### Records to use
>>>
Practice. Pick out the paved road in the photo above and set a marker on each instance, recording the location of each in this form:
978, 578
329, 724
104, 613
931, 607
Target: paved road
<<<
### Exercise
The answer should consist of all lines from the records above that hold the word "paved".

### Answer to the exercise
Practice. Pick out the paved road in the photo above and set a marker on each instance, recording the location of each in this form:
Target: paved road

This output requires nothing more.